### Exercise directions
Rewrite the items starting at the line containing "category is pointed" and ending at the line containing "[20,0,272,248]", replacing "banner" with "flag" and leaving everything else unchanged.

### Task inputs

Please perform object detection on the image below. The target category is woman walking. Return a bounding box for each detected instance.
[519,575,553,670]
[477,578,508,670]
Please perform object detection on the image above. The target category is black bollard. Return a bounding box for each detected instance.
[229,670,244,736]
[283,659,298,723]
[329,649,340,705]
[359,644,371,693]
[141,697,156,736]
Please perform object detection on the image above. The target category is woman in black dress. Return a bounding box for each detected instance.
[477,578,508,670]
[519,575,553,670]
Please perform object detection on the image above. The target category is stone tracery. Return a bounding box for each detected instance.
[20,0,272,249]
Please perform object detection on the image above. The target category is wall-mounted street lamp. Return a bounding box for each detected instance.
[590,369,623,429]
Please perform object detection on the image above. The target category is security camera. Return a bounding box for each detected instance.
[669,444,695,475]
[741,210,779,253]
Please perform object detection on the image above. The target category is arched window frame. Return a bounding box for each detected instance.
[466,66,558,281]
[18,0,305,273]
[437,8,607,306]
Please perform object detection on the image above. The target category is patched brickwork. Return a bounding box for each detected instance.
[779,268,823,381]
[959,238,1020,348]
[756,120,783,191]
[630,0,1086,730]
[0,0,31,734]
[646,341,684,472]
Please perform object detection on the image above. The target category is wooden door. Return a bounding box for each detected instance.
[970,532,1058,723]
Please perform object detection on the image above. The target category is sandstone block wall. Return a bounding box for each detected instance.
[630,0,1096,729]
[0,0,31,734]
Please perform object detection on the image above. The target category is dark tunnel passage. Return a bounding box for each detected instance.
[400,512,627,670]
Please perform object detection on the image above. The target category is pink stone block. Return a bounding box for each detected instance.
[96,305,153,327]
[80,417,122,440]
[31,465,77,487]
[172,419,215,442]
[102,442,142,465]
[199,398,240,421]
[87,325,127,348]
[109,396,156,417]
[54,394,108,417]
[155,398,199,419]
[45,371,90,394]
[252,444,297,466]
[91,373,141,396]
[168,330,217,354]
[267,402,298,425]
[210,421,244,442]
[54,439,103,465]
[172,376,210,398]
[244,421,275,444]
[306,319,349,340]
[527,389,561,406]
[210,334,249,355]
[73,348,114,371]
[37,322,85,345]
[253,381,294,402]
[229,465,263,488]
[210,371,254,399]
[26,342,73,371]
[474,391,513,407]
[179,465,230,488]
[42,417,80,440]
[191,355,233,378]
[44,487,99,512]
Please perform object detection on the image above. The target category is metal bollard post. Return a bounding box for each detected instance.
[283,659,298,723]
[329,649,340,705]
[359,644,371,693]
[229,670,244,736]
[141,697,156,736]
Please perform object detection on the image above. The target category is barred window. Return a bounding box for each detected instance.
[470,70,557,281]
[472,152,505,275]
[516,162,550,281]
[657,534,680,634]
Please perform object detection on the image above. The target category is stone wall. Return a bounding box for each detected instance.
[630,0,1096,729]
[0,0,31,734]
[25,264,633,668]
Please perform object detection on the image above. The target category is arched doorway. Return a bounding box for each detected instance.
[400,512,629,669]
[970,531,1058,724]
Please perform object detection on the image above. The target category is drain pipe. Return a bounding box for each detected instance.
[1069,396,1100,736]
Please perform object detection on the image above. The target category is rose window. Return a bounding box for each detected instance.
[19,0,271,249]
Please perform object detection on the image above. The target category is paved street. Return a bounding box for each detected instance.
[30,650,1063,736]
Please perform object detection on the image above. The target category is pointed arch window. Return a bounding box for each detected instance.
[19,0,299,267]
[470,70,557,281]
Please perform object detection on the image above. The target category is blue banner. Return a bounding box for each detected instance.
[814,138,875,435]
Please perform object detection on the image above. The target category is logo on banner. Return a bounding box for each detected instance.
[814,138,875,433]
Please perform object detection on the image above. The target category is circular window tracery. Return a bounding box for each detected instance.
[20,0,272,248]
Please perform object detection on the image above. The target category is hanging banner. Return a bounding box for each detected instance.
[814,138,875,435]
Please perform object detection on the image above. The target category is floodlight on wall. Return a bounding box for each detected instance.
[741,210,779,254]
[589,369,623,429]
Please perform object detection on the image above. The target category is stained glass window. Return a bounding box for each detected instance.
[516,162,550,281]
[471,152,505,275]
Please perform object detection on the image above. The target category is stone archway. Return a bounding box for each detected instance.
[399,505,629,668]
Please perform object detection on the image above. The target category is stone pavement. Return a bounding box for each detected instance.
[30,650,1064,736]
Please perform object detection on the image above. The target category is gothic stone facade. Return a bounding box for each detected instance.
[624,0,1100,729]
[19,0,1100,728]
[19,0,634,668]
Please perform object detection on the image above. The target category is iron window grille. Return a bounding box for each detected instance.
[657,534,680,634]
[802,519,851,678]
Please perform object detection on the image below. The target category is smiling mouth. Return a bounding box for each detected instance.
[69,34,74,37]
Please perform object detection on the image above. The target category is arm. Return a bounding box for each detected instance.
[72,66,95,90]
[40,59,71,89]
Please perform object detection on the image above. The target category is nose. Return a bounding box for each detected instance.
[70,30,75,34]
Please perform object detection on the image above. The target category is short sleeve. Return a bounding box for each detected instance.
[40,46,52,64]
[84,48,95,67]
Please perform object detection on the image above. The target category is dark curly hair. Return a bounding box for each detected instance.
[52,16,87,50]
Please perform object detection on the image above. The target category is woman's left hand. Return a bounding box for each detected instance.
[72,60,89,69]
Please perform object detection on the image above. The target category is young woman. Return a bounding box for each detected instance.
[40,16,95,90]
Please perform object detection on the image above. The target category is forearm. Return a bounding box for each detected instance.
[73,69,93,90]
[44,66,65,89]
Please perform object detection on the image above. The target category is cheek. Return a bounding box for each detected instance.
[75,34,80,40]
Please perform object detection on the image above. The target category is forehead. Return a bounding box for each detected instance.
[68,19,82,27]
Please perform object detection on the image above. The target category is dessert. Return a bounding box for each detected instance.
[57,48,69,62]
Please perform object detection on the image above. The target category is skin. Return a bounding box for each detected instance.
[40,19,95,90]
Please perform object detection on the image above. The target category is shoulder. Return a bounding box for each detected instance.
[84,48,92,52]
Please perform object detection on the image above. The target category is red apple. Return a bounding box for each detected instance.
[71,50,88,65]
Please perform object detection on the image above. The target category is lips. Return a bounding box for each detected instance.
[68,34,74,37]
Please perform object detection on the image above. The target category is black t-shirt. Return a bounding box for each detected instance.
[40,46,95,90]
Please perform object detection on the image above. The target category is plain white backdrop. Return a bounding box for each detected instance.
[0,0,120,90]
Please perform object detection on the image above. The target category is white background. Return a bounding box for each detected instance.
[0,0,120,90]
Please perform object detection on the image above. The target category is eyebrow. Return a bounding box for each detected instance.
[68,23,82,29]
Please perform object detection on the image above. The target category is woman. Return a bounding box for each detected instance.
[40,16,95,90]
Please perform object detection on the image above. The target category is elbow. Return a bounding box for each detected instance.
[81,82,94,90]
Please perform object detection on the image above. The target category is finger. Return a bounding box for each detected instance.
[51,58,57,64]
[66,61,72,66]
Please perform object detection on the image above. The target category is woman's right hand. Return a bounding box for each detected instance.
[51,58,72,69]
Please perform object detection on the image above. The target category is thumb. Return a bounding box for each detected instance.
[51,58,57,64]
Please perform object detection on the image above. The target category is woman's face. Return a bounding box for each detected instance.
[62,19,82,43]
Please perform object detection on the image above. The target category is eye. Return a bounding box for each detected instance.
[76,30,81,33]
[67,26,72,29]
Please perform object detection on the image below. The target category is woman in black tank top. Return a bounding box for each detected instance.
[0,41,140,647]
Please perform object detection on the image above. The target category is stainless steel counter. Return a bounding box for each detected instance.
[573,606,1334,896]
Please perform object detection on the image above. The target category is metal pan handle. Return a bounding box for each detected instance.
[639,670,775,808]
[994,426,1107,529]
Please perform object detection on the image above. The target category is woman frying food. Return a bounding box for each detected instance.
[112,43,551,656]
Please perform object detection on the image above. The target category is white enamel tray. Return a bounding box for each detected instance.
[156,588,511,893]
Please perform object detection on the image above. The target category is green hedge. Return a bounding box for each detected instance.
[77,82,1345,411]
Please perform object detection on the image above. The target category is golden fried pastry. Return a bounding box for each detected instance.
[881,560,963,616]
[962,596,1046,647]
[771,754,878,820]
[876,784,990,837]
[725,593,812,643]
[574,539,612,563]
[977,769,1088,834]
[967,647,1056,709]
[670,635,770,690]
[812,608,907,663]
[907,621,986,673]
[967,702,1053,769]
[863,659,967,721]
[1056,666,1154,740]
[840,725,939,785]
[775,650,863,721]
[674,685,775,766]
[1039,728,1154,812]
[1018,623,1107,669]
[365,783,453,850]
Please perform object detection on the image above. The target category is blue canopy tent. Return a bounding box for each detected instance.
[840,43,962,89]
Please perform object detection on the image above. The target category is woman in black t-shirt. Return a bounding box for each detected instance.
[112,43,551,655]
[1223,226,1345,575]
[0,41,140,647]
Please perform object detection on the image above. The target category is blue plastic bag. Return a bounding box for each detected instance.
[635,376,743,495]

### Problem solution
Please perform object detection on the image above. The target category is pointed arch window. Return a bounding box for each detected instance.
[19,0,299,267]
[470,70,557,281]
Please perform object detection on the image above. The target category is blue flag. Return a bounding box for each detected instance.
[814,138,875,435]
Please perform object detection on the image above. The target category is logo on flag. Return a bounding box for each detected instance.
[814,138,875,433]
Please perform object detection on the image above. The target category is circular window tracery. Return a bounding box for each detected instance.
[20,0,272,248]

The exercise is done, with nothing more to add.